• [Saved data entries]:

━━━━━━━━━━

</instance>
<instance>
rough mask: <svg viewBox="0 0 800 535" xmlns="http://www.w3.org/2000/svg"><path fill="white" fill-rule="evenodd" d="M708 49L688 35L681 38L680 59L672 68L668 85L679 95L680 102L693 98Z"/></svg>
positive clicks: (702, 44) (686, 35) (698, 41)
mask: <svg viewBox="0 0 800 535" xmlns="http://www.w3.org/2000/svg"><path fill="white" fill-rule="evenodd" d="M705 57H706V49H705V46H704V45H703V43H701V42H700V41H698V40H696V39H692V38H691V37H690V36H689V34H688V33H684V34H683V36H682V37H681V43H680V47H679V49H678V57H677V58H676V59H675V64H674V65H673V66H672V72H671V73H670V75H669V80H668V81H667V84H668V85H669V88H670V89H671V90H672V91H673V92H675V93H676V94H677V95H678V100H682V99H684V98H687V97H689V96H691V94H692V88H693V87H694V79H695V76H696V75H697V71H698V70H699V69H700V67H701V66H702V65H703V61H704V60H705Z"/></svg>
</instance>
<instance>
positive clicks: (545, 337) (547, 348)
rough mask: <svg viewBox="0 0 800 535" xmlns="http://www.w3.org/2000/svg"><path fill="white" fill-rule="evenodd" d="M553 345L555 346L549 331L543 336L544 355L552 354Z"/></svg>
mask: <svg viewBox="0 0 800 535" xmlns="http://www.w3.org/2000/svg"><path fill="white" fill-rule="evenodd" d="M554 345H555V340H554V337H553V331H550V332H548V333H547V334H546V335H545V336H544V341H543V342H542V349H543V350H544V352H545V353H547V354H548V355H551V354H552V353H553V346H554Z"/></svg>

━━━━━━━━━━

• [PROBLEM TO WORK ON]:
Start with the line that contains "49L688 35L681 38L680", end with the last line of the entries, and please retype every line in that span exactly, with no others.

• [REPLY TO THE EXERCISE]:
rough mask: <svg viewBox="0 0 800 535" xmlns="http://www.w3.org/2000/svg"><path fill="white" fill-rule="evenodd" d="M708 49L688 35L681 38L680 59L672 68L668 85L679 95L680 102L693 98Z"/></svg>
positive clicks: (702, 44) (686, 35) (698, 41)
mask: <svg viewBox="0 0 800 535" xmlns="http://www.w3.org/2000/svg"><path fill="white" fill-rule="evenodd" d="M705 57H706V49H705V46H704V45H703V43H701V42H700V41H698V40H696V39H692V38H691V37H690V36H689V34H688V33H684V34H683V36H682V37H681V43H680V47H679V49H678V57H677V58H676V59H675V64H674V65H673V66H672V72H671V73H670V75H669V80H668V81H667V84H668V85H669V88H670V89H671V90H672V91H673V92H675V93H676V94H677V95H678V100H682V99H684V98H687V97H689V96H691V94H692V88H693V87H694V79H695V76H696V75H697V71H698V70H699V69H700V67H701V66H702V65H703V61H704V60H705Z"/></svg>
</instance>
<instance>
positive clicks: (545, 337) (547, 348)
rough mask: <svg viewBox="0 0 800 535" xmlns="http://www.w3.org/2000/svg"><path fill="white" fill-rule="evenodd" d="M553 345L555 346L549 331L543 336L544 355L552 354Z"/></svg>
mask: <svg viewBox="0 0 800 535" xmlns="http://www.w3.org/2000/svg"><path fill="white" fill-rule="evenodd" d="M554 345H555V340H554V337H553V331H550V332H548V333H547V334H546V335H545V336H544V341H543V342H542V349H543V350H544V352H545V353H547V354H548V355H551V354H552V353H553V346H554Z"/></svg>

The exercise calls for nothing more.